# [WHAT THE TASK ASKS]
Each line of the material must be repeated precisely, with the pictures left out.

--- Start ---

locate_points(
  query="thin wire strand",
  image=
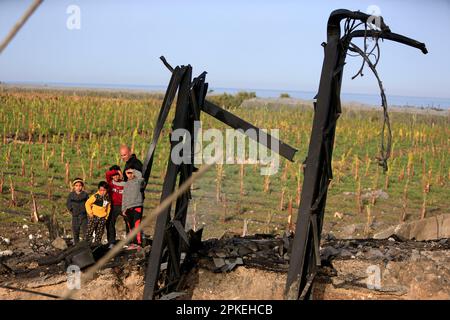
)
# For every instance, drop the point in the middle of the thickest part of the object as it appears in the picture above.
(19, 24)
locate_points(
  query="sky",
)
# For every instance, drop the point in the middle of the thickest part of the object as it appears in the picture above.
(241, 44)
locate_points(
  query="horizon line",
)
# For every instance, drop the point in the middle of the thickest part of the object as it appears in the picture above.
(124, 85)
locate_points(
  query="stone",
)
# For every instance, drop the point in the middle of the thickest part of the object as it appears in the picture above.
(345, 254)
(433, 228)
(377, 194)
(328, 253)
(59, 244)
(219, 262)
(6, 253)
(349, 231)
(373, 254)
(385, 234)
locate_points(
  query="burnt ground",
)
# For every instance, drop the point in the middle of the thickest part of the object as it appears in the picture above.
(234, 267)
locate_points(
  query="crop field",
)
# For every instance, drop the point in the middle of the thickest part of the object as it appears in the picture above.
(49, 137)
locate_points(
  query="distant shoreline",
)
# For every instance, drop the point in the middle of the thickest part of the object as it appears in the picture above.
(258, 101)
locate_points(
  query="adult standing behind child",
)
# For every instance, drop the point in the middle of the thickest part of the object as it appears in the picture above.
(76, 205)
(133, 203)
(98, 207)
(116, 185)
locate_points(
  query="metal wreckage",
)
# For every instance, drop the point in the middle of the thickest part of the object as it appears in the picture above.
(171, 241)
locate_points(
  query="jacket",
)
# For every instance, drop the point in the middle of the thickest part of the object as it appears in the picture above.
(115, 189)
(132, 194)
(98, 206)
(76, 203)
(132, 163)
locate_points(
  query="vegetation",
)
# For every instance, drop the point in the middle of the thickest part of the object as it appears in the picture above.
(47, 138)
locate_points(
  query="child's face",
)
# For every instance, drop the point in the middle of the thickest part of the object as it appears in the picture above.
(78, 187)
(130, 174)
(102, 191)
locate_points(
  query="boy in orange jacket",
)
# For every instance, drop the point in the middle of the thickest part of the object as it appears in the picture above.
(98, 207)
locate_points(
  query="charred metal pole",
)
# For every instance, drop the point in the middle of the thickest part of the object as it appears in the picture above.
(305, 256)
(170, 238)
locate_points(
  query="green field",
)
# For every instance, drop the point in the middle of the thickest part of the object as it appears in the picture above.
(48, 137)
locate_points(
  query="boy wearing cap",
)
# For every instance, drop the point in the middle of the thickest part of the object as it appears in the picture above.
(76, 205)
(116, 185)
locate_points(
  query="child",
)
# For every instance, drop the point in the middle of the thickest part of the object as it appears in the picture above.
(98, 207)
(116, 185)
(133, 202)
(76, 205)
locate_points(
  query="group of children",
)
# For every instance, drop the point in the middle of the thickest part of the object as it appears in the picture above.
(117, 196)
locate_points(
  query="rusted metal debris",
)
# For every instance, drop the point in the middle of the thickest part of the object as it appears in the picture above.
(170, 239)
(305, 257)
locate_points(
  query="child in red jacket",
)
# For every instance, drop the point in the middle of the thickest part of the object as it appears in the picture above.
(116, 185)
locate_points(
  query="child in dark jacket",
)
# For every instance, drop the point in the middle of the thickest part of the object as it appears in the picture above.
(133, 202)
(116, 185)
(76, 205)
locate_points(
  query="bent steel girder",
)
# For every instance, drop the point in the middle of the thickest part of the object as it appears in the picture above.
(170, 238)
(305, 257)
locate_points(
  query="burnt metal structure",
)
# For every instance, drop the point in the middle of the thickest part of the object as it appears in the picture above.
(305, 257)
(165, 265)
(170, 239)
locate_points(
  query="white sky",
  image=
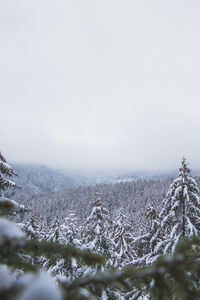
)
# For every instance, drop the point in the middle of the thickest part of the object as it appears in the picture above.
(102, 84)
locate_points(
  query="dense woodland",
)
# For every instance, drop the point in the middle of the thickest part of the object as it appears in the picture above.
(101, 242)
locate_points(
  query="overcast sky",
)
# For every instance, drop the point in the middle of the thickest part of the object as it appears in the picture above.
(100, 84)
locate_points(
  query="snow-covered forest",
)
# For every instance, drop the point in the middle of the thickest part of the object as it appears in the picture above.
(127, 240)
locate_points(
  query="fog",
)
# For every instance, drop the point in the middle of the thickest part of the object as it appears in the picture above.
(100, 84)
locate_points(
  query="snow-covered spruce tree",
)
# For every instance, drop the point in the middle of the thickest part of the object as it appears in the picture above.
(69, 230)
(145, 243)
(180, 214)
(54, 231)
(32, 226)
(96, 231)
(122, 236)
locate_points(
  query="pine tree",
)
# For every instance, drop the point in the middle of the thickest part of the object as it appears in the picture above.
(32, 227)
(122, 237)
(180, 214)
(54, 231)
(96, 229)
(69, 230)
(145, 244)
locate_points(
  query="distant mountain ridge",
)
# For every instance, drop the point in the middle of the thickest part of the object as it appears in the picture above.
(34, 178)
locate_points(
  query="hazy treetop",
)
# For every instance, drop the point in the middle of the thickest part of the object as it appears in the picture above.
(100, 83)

--- End ---

# [EXPECTED ANSWER]
locate_points(
  query="thin wire strand",
  image=
)
# For every instance, drop the point in the middle of the thickest part of the object as it appears in the picture above.
(19, 24)
locate_points(
  query="sky",
)
# For every instance, drop the point in the middle of the thickest part of the object as it appears in the picture above.
(241, 44)
locate_points(
  query="horizon line",
)
# For every instance, drop the point in the middle of the thickest part of the object as it appears in the picture above.
(124, 85)
locate_points(
  query="stone",
)
# For every instance, drop the point in the middle of the thickest part of the object as it appears in the picture above.
(345, 254)
(433, 228)
(377, 194)
(328, 253)
(59, 244)
(219, 262)
(6, 253)
(349, 231)
(373, 254)
(385, 234)
locate_points(
  query="burnt ground",
)
# For every instance, drop the point in the middle of the thickest part of the object as it appears in the picture above.
(234, 267)
locate_points(
  query="crop field",
)
# For every instance, drop the point in the middle of the thickest part of the object as it appears in the picture above.
(49, 137)
locate_points(
  query="distant shoreline",
)
# For every instance, drop the point in the middle of the thickest part of the object as it appears in the picture above.
(258, 101)
locate_points(
  query="adult standing behind child",
)
# For every instance, drop the point in the middle of the thickest part of the object as it appears in the picture above.
(76, 205)
(133, 203)
(98, 207)
(116, 185)
locate_points(
  query="metal wreckage",
)
# For every instance, drop the point in the middle of the thickest part of the object as it appears in the picture above.
(171, 241)
locate_points(
  query="jacket",
)
# For every instance, drop the point in the middle of the thickest part of the object as it appears in the picture above.
(115, 189)
(132, 194)
(98, 206)
(76, 203)
(132, 163)
locate_points(
  query="vegetation",
)
# For every instance, drop the point in the middle of the thickest part of the object as it appears in the picture above.
(47, 138)
locate_points(
  query="child's face",
)
# For every instance, drop the point in the middle of the thickest part of the object as it appears in the picture above.
(78, 187)
(130, 174)
(102, 191)
locate_points(
  query="boy in orange jacket",
)
# For every instance, drop the point in the middle of the thickest part of the object as it appears in the picture above.
(98, 207)
locate_points(
  query="charred metal pole",
)
# For every instance, drop the point in the middle of the thickest part of the object as it appears in the picture above.
(305, 256)
(170, 238)
locate_points(
  query="green field",
)
# For every instance, drop the point in the middle of the thickest part of the object as it appears in the picture above.
(48, 137)
locate_points(
  query="boy wearing cap",
)
# For every instance, drop the point in the middle of the thickest part of the object as it appears in the picture above.
(76, 205)
(116, 185)
locate_points(
  query="child",
)
# For every instance, drop the point in the middle of the thickest part of the object as it appears in the picture above.
(98, 207)
(116, 185)
(133, 202)
(76, 205)
locate_points(
  query="group of children",
)
# For every instance, drop the point in the middle of the thickest part of the object as it appears in the picture above.
(117, 196)
locate_points(
  query="rusted metal debris",
)
# For every instance, drop the point in the middle of the thickest part of the object as it appears in the picture above.
(170, 239)
(305, 257)
locate_points(
  query="child in red jacket",
)
# For every instance, drop the point in the middle of the thickest part of the object as it appears in the picture above.
(116, 185)
locate_points(
  query="child in dark jacket",
)
# For every instance, drop the point in the middle of the thickest part of the object as it appears in the picture above.
(133, 202)
(116, 185)
(76, 205)
locate_points(
  query="bent steel girder",
)
# For every instance, drop the point in the middle of the thickest part of the object as it appears in the picture above.
(170, 238)
(305, 257)
locate_points(
  query="burnt metal structure",
)
# For every instance, drop the point in the middle of the thickest part of the object as it appears in the picture above.
(305, 257)
(165, 265)
(170, 239)
locate_points(
  query="white sky",
  image=
)
# For every instance, drop the point in the middle of the thickest part of the object as it appears in the picture above.
(102, 84)
locate_points(
  query="dense woodland",
)
# For every instance, drop the point in the middle of the thickest part of the object as it appears in the picture above.
(101, 242)
locate_points(
  query="overcast sky",
)
# For every instance, drop the point in the middle of the thickest part of the object as it appears in the picture above.
(100, 84)
locate_points(
  query="snow-covered forest",
)
# For every instance, drop the point in the middle of the thickest part of the object as it appears in the picture above.
(127, 240)
locate_points(
  query="fog",
)
# For every instance, drop the point in the middle of the thickest part of the object as it appears in the picture above.
(100, 84)
locate_points(
  query="snow-covered spruce tree",
)
# For every instance, drop the point in the middle of the thickest part of the object as it appears in the picture above.
(69, 230)
(145, 243)
(180, 214)
(54, 231)
(32, 226)
(96, 231)
(122, 236)
locate_points(
  query="pine tree",
)
# For every instance, drop the point in the middle of the thickest part of the object as it appears in the picture above.
(32, 227)
(122, 237)
(180, 214)
(54, 231)
(96, 229)
(69, 230)
(145, 244)
locate_points(
  query="distant mountain ridge",
)
# For every instance, drop the point in the middle of the thickest part of the object as it appears in the picture above.
(34, 178)
locate_points(
  query="hazy treetop",
)
# For every instance, drop the point in the middle of the thickest part of the object as it appears in the picture above.
(100, 83)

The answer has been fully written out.